Писатель упомянул еще один элемент уходящей натуры — магазин просроченных продуктов. Он появился в конце 90-х в углублении одного двора на Фонтанке. Стоял человек с табличкой «просроченные продукты» и указывал направление. Там какие-то казематы страшные были, и воняло летом ужасно. Позднее магазинчик переехал к «Пику» — одна дверца вела в подвал. И это все местные жители знали. И до сих пор он работает — но с прежнего места его выселили. Теперь там металлическая дверь, которую периодически заваривают.

Слушающие заерзали: «А номер дома какой?»

— Номер дома не знаю, это слева от «Пика», — ответил Носов.

— А вот да, мы знаем, мы туда ходим, — обрадовались некоторые.

— Ну да, но дверь в последнее время почему-то закрыта, но если туда попасть, там двор такой, как в кино, мрачный, страшный…

Еще Носов поделился ценной информацией про рюмочную (публика оживилась). Что, ежели обойти дом № 1 по Московскому проспекту, пройти рядом со стеклянным зданием (ТЦ «Сенная». — К. М.), то по проходным дворам можно выйти далеко-далеко, прямо на Садовую улицу. Там есть рюмочная, в некоторых кругах известная как «Рюмочная имени Носова» (из зала — одобрительные высказывания). На самом деле ее местонахождение подсказал докладчику поэт и профессиональный грибник Григорьев Геннадий — один из обитателей Сенной. Его, кстати, можно было раньше увидеть на площади, продающим грибы.

__Предоставленный материал__

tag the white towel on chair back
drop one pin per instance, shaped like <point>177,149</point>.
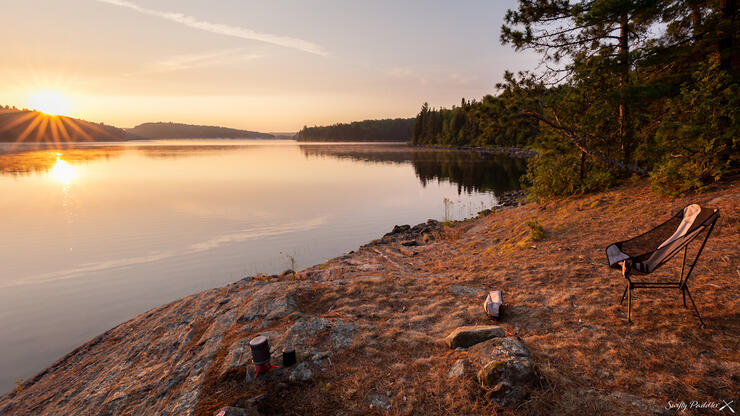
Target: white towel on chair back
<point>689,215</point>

...

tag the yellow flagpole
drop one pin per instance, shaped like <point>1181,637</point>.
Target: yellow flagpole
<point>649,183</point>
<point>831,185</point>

__Задание__
Кратко перескажите абзац отрывка, который начинается словами «Писатель упомянул еще один элемент», и сохраните его основные факты.

__Выполненное задание__
Писатель назвал еще одну примету уходящей натуры: магазин просроченных продуктов. Он появился в конце 90-х во дворе на Фонтанке. Дорогу к нему показывал человек с табличкой, помещения были мрачными, а летом там стоял ужасный запах. Позже магазин переехал к «Пику», в подвал, и об этом знали все местные жители. Он работает до сих пор, но с прежнего места его выселили. Теперь там металлическая дверь, которую периодически заваривают.